In May 2004 the Portland Chapter was incorporated and applied for 501(c)(3) status from the State of Oregon. On June 3rd the Chapter received its Charter from ARCS National. Sharon Hewitt was elected the first chapter president. By 2005, the Portland Chapter was launched with members, a slate of officers, policies, a budget, funds secured for 11 scholar awards, and high aspirations for a successful future.
With the approval of OSU and UO as university partners and the growth of membership in Corvallis and Eugene, the process to change the name of our Chapter to ARCS Foundation Oregon was begun in 2015 and completed in the spring of 2016.
Since its inception, the Chapter has awarded a cumulative total of over $5 million to 301 scholars pursuing studies in science, engineering and medical research. Members continue to work to uphold America’s position as a world-class power in science.

**Source information:**
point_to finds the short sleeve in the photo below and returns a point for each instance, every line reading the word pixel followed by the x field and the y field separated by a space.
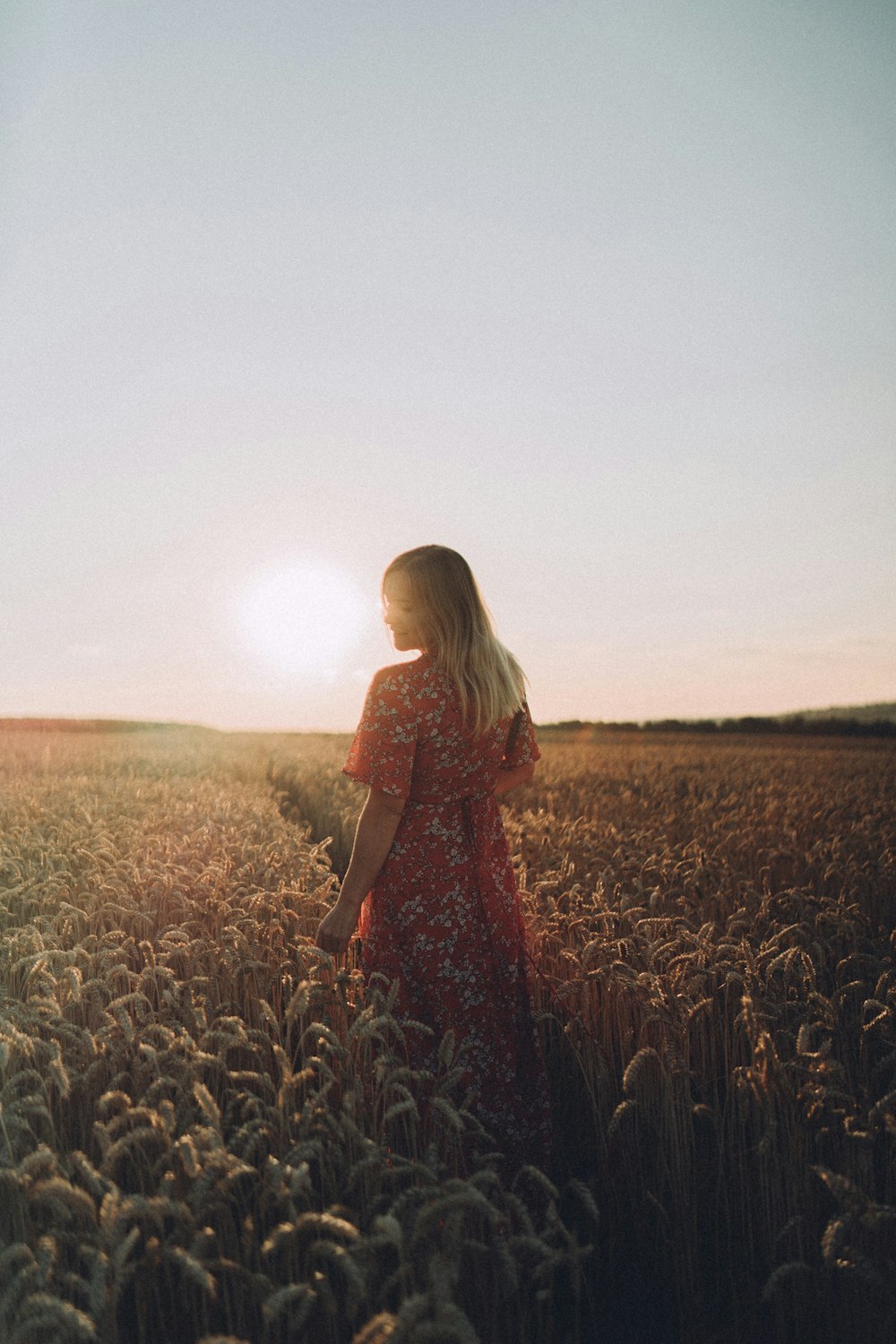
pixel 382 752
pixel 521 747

==

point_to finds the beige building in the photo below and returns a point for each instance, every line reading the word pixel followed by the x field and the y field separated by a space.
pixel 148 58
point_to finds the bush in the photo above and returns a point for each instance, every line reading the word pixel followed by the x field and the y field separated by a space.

**Required work:** According to the chapter history above, who was elected the first president of the Portland Chapter?

**Answer to the problem:** Sharon Hewitt